# Your objective:
Copy all of the data below back word for word, leaving out the pictures.

# Records provided:
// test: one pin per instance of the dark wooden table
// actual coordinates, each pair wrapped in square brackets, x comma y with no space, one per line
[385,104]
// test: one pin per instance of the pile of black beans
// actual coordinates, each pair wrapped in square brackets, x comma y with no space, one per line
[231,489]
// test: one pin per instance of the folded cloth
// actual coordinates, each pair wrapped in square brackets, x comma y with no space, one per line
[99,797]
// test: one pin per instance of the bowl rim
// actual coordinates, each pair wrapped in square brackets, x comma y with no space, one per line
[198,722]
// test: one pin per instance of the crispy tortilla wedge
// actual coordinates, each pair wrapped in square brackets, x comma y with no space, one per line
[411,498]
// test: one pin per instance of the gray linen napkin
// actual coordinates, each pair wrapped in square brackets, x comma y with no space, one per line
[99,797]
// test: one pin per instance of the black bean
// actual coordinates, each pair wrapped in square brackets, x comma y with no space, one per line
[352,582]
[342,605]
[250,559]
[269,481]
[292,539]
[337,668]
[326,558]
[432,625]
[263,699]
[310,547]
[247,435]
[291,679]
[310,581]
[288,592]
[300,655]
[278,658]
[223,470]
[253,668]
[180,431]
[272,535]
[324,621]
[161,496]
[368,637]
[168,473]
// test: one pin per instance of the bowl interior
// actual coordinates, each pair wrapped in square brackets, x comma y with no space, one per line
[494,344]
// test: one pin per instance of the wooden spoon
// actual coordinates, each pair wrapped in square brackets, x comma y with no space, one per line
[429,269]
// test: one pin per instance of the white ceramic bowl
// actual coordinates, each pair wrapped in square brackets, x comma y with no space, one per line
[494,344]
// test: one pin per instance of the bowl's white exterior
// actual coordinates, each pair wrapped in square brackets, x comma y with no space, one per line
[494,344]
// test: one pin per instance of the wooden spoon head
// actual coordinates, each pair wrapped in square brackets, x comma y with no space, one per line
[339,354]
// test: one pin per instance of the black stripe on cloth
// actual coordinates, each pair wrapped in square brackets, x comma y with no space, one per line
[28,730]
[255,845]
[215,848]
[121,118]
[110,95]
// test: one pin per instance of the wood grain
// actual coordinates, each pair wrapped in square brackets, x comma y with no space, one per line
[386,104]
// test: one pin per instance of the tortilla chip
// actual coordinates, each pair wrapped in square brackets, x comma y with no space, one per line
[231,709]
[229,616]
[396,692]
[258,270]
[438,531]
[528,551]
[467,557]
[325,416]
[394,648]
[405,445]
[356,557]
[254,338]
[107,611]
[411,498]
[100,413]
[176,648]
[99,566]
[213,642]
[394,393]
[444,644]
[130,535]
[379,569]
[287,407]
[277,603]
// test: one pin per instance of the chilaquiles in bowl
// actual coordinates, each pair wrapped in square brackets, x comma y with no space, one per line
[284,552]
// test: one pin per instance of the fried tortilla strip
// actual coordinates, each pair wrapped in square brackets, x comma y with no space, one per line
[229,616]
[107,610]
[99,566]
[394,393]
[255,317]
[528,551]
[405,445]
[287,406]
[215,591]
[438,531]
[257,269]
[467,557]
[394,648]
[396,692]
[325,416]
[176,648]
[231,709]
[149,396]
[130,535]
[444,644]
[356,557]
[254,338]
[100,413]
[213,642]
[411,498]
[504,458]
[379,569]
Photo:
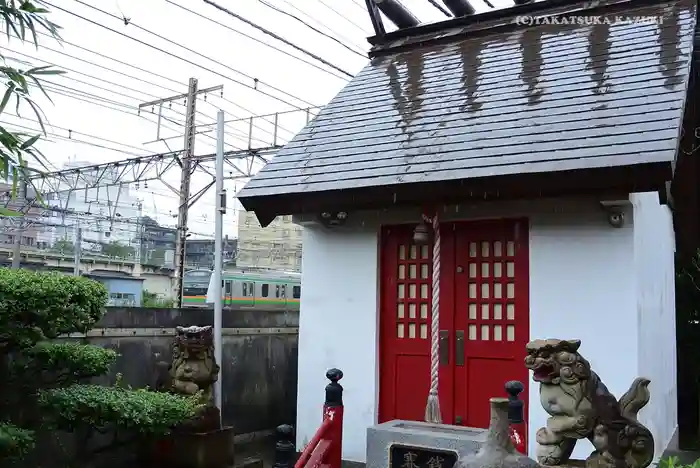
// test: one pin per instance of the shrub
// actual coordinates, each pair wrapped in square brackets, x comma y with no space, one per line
[63,362]
[142,411]
[39,306]
[14,442]
[46,376]
[674,462]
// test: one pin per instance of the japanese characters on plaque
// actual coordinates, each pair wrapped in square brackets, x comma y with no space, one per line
[406,456]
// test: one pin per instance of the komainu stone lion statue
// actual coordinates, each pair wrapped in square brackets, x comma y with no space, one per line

# Output for this task:
// test: one pin per instance of the dark wooden table
// actual coordinates, each pair wrapped in square brackets, x comma y with no space, one per line
[385,104]
// test: one pin per instance of the pile of black beans
// actual coordinates, each pair wrapped in square brackets, x comma y with no space, one per line
[231,489]
// test: one pin per instance of the folded cloth
// actual coordinates, each pair wrapped in square brackets, x comma y with no space, one per line
[99,797]
// test: one pin per instance of the bowl rim
// actual coordinates, each pair wrapped in square brackets, x comma y with no space, one per line
[198,722]
// test: one pin per instance of the crispy tortilla wedge
// actual coordinates, each pair wrapped in square brackets, x comma y with no space, one per line
[411,498]
// test: one pin per instance of the gray linen napkin
// actual coordinates, each pair wrapped in square brackets, x comma y with no space, one per line
[99,797]
// test: one pin per instance of the black bean
// actual coordinates, each pair wrapped in square brackets, x comma y with no space, one per line
[352,582]
[342,605]
[250,559]
[269,481]
[292,539]
[337,668]
[326,558]
[432,625]
[263,699]
[310,547]
[247,435]
[291,679]
[310,581]
[288,592]
[300,655]
[278,658]
[223,470]
[253,668]
[180,431]
[272,535]
[324,621]
[161,496]
[368,637]
[168,473]
// test: one pin per instance of the bowl interior
// actual coordinates, each pair wrapped in square brackets, x comma y with no space, one per line
[494,344]
// test: one pin per instance of the wooden spoon
// actual coordinates, each pair wrapped in square brackets, x comma y with no space, one per line
[429,269]
// test: one pin per instance of the white ceramic bowl
// actual coordinates, each pair wrapped in square brackets, x comma y with no space, one per line
[494,344]
// test: one pin per instance of the bowl's white exterior
// actual coordinates, each pair wrapped in square brackets, x comma y with no space, one per line
[494,344]
// test: one pin per instance of the wooden spoon head
// actual coordinates, each pair wrapped in square brackets, x comma y with no space, one per line
[339,354]
// test: one pin per instance of the black stripe on cloth
// actual coordinates, each pair wrapped in square brackets, x comma y with no space, one per line
[28,730]
[255,845]
[215,848]
[121,118]
[110,95]
// test: one pin per instance of the wood grain
// actual coordinates, each pair wrapped in square brackets, x comma y with no space, one per line
[386,104]
// test: one pin per instance of the tortilla chip
// actual coordinates, each pair wrapped in square brackets, x comma y with no space, one per line
[231,709]
[229,616]
[396,692]
[258,270]
[438,531]
[528,551]
[467,557]
[325,416]
[394,648]
[405,445]
[356,557]
[254,338]
[107,611]
[411,498]
[100,413]
[176,648]
[99,566]
[213,642]
[394,393]
[444,644]
[130,535]
[379,569]
[287,407]
[277,603]
// test: one pin per instance of the chilaquiles in bowl
// actual coordinates, each pair wrapped in square brackets, x comma y with no space, one per line
[284,552]
// test: one pin per instance of the fried tortilla strip
// actual coordinates, each pair wrapped in square brackets, x comma y with no space, one per line
[229,616]
[107,610]
[99,566]
[394,393]
[255,317]
[528,551]
[405,445]
[287,406]
[215,591]
[438,531]
[257,269]
[467,557]
[394,648]
[396,692]
[325,416]
[176,648]
[231,709]
[149,396]
[130,535]
[444,644]
[356,557]
[254,338]
[100,413]
[213,642]
[411,498]
[504,458]
[379,569]
Photo:
// test: one pin per instance of the shrub
// actual coordinates, each pair wrapped in square brackets, x comma y with no space, one per line
[63,362]
[142,411]
[39,306]
[14,442]
[46,376]
[674,462]
// test: one pin per instance of the japanese characters on plaque
// actual coordinates, each pair wrapped in square brackets, x comma y with no space, one per line
[406,456]
// test: one pin per instance of the komainu stone lion statue
// actual coordinates, each pair wrapped in square brackets, x comma y with no space, one per line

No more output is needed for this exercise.